> _MATERIAL PROVIDED_:
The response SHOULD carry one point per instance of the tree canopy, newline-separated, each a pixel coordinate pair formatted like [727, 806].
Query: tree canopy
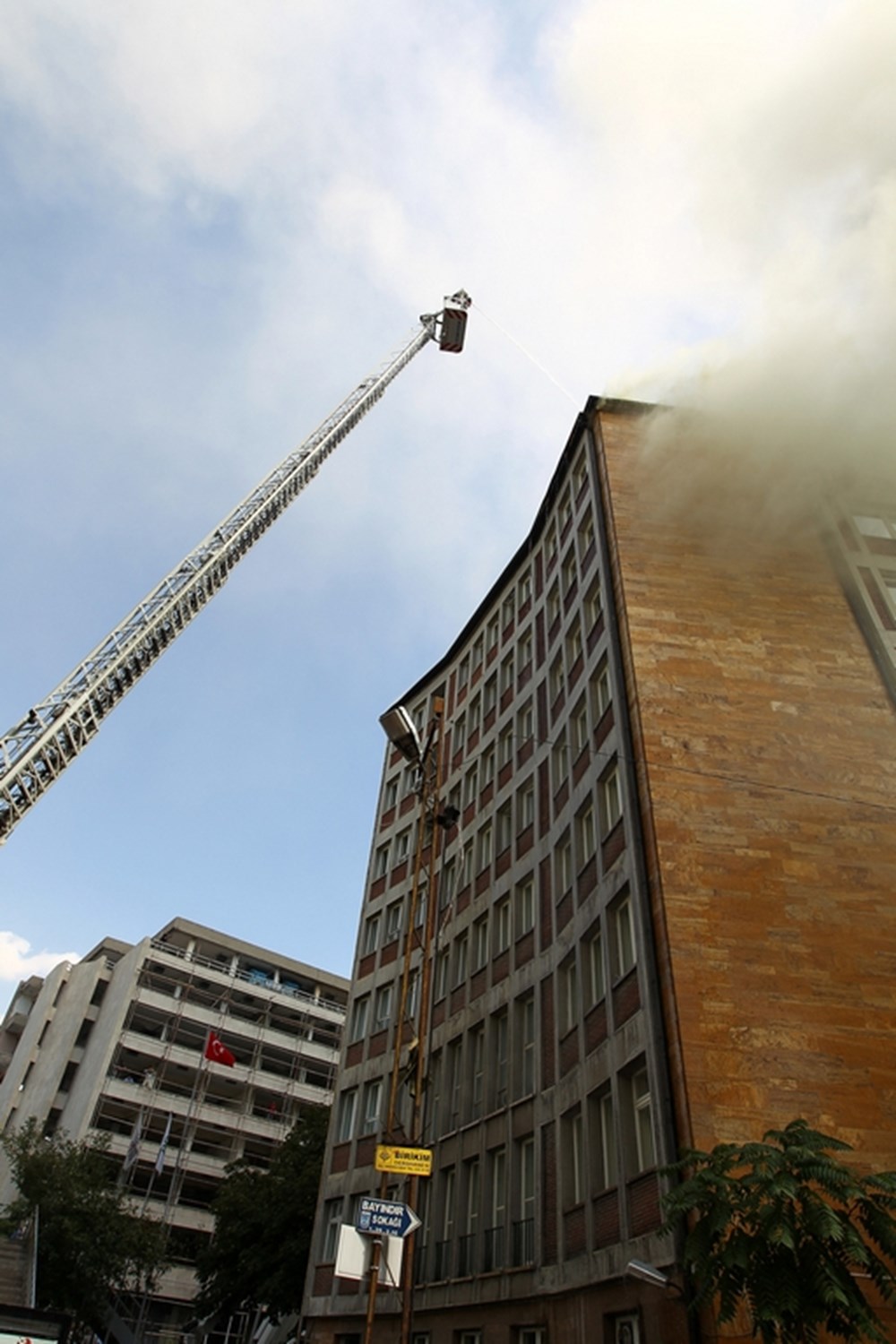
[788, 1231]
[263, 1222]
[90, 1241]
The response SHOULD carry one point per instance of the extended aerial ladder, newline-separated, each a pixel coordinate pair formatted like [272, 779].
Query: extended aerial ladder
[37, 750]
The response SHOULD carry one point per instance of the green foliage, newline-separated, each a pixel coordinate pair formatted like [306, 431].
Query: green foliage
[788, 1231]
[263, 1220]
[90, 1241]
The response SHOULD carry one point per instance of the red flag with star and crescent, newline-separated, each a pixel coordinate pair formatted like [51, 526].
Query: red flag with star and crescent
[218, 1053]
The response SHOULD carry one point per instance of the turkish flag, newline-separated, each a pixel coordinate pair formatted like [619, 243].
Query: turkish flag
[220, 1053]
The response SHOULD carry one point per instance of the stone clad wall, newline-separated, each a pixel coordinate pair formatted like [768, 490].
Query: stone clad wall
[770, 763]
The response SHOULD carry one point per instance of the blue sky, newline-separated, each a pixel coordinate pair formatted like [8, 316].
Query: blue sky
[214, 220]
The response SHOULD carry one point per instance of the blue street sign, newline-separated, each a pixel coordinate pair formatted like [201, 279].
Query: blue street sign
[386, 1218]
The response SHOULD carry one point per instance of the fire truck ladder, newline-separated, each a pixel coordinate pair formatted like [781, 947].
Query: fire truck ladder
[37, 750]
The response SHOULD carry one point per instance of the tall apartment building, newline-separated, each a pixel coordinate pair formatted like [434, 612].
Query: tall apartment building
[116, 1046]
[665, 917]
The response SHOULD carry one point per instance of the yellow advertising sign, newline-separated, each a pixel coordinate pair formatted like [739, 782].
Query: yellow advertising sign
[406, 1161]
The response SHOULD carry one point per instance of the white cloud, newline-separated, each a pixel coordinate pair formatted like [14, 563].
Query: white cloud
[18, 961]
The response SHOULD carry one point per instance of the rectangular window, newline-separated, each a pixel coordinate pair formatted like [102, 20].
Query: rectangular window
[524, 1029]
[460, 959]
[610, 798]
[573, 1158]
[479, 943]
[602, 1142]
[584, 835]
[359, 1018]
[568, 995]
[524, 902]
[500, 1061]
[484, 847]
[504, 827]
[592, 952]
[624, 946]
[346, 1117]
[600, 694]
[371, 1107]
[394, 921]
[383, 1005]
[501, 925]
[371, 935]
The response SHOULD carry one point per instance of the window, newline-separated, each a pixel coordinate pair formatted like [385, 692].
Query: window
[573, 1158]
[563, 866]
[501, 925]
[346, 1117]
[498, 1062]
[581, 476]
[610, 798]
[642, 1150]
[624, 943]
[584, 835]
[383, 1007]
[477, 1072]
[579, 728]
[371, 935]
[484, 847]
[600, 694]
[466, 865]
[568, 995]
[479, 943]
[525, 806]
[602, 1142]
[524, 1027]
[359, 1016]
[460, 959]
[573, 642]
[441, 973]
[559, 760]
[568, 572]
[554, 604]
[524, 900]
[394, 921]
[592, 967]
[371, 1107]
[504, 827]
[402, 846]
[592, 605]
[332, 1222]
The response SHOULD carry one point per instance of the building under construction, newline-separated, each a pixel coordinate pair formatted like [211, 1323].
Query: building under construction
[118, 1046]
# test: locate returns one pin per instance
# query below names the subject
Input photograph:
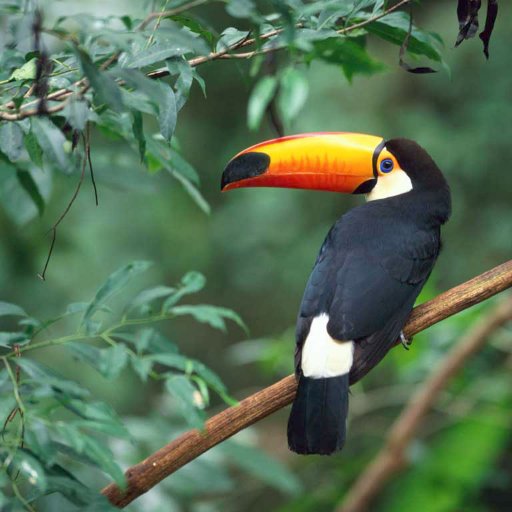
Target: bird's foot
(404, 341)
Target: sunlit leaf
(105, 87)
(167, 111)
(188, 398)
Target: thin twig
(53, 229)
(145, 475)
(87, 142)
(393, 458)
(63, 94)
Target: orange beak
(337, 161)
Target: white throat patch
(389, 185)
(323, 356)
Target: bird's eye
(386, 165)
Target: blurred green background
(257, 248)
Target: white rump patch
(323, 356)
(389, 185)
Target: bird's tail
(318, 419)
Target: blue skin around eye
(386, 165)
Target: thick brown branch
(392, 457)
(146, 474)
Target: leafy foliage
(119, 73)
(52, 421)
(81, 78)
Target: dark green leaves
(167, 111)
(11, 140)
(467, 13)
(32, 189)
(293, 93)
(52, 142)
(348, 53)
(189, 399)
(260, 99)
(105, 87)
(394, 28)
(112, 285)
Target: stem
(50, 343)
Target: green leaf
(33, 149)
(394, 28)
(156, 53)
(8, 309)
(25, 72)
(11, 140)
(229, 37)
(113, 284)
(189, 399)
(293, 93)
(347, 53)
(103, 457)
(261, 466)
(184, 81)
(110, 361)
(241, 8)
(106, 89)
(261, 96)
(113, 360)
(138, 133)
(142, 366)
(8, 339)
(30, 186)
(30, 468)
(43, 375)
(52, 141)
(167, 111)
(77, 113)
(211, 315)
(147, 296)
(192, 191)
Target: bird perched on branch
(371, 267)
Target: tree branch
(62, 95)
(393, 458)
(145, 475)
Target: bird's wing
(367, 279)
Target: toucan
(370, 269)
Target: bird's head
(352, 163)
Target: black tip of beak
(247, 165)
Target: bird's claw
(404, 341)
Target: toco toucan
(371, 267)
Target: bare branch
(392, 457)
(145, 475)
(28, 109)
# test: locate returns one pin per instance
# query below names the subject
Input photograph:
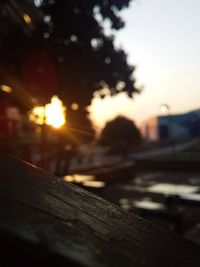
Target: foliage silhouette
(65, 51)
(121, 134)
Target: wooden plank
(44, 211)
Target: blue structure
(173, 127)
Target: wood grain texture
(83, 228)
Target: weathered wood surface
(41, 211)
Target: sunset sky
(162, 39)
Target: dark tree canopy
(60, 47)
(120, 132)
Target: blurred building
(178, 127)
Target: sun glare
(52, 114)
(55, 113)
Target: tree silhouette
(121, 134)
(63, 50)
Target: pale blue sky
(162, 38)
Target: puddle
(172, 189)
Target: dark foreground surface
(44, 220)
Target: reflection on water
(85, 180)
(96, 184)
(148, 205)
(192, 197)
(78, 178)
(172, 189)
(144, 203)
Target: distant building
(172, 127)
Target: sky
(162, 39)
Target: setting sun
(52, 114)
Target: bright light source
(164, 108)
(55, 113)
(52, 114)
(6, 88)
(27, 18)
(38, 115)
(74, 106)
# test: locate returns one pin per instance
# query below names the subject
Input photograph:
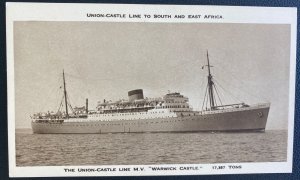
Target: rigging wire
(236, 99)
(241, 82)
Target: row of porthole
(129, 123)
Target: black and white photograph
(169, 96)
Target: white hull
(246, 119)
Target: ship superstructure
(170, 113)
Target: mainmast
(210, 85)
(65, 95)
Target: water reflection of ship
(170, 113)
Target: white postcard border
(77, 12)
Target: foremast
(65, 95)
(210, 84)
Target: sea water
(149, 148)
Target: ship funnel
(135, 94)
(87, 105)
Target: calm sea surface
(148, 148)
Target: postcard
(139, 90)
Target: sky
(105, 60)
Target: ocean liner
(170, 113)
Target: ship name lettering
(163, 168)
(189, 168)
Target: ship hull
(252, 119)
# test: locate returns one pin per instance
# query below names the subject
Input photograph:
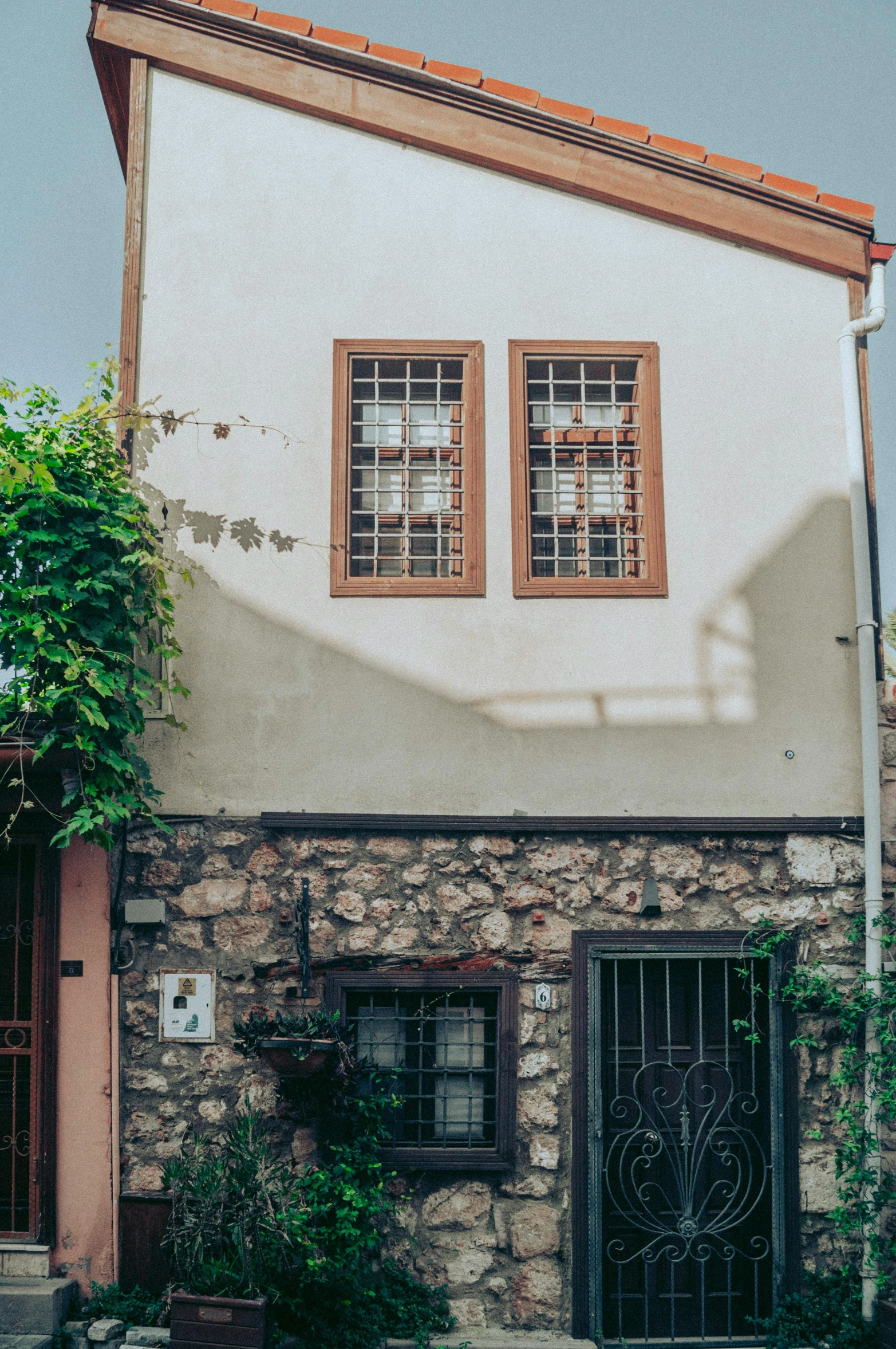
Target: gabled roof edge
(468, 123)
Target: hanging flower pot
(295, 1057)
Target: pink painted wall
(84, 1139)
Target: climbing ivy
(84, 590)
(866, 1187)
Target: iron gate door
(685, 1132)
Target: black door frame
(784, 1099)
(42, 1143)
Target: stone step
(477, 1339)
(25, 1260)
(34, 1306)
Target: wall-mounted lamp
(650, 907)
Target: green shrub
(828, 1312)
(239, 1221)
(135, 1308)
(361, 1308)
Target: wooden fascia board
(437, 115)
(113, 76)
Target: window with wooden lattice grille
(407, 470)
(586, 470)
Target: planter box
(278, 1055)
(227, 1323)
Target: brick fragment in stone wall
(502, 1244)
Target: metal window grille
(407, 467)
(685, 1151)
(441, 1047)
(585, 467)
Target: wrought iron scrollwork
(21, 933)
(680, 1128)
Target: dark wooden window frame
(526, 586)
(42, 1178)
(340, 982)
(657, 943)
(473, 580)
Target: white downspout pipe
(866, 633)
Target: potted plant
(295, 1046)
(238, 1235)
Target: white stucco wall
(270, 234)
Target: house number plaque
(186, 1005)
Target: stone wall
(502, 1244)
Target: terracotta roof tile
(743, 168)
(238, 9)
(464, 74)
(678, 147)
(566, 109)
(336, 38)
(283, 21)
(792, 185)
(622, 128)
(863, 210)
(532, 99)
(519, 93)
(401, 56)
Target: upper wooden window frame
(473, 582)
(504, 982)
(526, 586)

> _YOUR OBJECTIVE_:
Take the line with "Target: gabled roof edge" and all lines after it through the end of the records, and write them out exactly; include nothing else.

> _REPLY TO THE TASK_:
Target: gabled roof edge
(468, 123)
Target: hanging flower pot
(295, 1057)
Target: pink painted wall
(84, 1139)
Target: climbing ivy
(84, 590)
(866, 1187)
Target: iron gate door
(685, 1132)
Target: black door frame
(784, 1099)
(42, 1143)
Target: stone step
(477, 1339)
(25, 1260)
(34, 1306)
Target: wall-mounted lamp
(650, 907)
Target: green shrub
(828, 1312)
(239, 1221)
(135, 1308)
(361, 1308)
Target: wooden fascia board
(437, 115)
(113, 76)
Target: window with wooden lattice grille
(407, 470)
(586, 470)
Target: planter box
(278, 1055)
(227, 1323)
Target: brick fragment in stone wall
(502, 1244)
Target: metal window grille
(407, 467)
(685, 1151)
(441, 1047)
(585, 467)
Target: wrought iron scrollwork
(21, 933)
(680, 1128)
Target: dark wooden window frame
(526, 586)
(42, 1178)
(340, 982)
(657, 943)
(473, 580)
Target: white downspout pipe
(866, 633)
Target: potted plant
(295, 1046)
(238, 1235)
Target: white stucco wall
(270, 234)
Target: house number plaque
(186, 1005)
Target: stone wall
(502, 1244)
Target: terracotta roof tile
(743, 168)
(238, 9)
(464, 74)
(678, 147)
(566, 109)
(336, 38)
(283, 21)
(792, 185)
(622, 128)
(863, 210)
(532, 99)
(519, 93)
(401, 56)
Target: upper wooden window frame
(473, 582)
(504, 982)
(526, 586)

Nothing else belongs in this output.